__Problem statement__
Return the lines of the material below verbatim, from the line containing "Check that every instance of the man" through the end of the material, both ends included.

******************************

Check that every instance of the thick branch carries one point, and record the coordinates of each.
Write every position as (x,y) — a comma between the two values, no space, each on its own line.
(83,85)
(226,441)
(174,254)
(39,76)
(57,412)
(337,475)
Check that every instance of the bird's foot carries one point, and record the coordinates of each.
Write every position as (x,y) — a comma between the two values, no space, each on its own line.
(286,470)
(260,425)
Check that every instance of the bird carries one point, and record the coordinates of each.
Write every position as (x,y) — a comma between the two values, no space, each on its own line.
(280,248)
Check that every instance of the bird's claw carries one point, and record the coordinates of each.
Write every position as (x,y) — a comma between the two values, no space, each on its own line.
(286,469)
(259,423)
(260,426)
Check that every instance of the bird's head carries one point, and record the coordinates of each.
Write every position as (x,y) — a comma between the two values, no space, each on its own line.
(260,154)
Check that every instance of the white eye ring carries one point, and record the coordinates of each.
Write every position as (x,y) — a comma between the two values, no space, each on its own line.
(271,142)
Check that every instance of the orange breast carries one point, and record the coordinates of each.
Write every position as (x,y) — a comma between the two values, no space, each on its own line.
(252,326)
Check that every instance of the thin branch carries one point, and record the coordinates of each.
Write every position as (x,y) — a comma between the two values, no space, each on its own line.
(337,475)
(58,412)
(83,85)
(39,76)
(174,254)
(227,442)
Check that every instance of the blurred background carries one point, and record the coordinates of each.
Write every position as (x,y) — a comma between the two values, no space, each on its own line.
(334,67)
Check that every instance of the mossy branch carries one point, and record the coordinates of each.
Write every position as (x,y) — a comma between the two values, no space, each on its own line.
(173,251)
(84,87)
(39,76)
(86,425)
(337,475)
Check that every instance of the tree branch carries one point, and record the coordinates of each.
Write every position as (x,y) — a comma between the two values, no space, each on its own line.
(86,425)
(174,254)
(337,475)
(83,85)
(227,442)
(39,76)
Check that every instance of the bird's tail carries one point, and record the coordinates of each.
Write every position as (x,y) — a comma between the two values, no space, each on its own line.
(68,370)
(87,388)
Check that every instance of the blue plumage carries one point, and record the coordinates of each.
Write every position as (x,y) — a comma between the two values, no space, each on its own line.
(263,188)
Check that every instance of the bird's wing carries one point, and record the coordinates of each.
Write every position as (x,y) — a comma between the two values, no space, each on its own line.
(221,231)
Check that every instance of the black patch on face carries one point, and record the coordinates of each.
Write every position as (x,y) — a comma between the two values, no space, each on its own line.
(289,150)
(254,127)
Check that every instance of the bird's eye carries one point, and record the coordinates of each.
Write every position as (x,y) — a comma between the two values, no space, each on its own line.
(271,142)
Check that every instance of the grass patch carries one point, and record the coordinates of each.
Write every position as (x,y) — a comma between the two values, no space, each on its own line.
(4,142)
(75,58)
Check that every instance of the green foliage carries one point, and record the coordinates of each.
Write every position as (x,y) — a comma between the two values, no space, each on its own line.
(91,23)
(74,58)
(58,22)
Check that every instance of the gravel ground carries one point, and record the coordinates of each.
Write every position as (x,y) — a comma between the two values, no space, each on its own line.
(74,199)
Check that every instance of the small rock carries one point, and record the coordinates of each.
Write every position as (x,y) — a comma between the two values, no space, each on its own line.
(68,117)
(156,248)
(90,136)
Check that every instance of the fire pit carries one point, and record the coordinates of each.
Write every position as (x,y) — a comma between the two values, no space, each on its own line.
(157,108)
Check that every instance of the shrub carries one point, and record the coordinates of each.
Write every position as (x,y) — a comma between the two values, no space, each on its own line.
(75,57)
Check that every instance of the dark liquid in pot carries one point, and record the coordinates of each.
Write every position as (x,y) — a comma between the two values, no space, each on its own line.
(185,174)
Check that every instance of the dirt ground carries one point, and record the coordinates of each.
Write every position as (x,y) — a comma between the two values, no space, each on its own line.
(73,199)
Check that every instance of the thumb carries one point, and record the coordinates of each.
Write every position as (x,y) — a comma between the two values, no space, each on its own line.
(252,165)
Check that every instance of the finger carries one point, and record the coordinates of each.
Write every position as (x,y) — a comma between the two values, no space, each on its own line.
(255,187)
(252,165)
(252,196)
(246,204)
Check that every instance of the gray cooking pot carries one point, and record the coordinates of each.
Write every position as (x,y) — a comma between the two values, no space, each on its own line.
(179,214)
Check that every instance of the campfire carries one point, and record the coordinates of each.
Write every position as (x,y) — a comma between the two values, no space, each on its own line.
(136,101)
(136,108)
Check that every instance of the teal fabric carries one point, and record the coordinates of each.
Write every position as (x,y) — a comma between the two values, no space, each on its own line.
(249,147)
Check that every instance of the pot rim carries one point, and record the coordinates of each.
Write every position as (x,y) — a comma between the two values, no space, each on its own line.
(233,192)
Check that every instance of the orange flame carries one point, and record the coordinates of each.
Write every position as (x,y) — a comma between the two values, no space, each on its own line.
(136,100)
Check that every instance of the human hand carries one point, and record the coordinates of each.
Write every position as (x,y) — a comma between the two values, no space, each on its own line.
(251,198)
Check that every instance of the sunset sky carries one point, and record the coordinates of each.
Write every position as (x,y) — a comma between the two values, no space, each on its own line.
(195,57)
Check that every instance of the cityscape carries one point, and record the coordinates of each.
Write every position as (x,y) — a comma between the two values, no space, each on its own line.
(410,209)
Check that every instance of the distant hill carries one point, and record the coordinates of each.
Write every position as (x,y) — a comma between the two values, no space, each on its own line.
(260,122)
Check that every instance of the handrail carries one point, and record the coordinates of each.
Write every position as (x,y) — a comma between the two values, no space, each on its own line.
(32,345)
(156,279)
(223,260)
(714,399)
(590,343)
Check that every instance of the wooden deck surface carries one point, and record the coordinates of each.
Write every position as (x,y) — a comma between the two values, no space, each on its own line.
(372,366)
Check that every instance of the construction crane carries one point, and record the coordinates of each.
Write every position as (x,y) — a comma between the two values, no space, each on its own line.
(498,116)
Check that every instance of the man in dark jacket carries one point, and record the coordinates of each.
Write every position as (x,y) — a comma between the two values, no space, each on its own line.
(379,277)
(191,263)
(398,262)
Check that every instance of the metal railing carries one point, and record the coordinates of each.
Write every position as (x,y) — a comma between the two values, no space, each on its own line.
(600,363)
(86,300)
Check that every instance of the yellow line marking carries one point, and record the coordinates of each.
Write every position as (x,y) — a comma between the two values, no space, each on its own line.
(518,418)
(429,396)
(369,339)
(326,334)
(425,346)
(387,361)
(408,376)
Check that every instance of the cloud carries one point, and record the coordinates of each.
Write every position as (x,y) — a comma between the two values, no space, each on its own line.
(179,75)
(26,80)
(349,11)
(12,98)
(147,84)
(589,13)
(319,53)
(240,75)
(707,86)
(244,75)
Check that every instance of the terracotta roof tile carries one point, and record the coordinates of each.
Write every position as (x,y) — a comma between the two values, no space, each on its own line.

******************************

__Final answer__
Check that every instance of the man in dark jacket carries one point, and record the coordinates of each.
Write every position as (x,y) — a comma between the two values, no space, each on its own line.
(379,277)
(191,263)
(398,262)
Check that every instance of the metal railing carries one point, and record the coordinates of each.
Write every position as (x,y) — a comma between the two values, no space, each on its own line.
(600,363)
(86,300)
Check that every instance of the yellow line marking carries one point, and record the coordinates of each.
Write every position as (x,y) — a comma between the two values, no space, each on its own line.
(518,418)
(429,396)
(369,339)
(326,334)
(425,346)
(387,361)
(408,376)
Check that every instance of the cloud carries one point, and record the coordinates of each.
Write every position as (x,y) — a comma between the two values, no space, each on its own line.
(179,75)
(26,80)
(349,11)
(12,98)
(147,84)
(589,13)
(319,53)
(240,75)
(707,86)
(244,75)
Check that every instance of the terracotta roof tile carries one point, and record the coordinates of each.
Write every position as (x,y) — a comma between the two values, no space, each on its own line.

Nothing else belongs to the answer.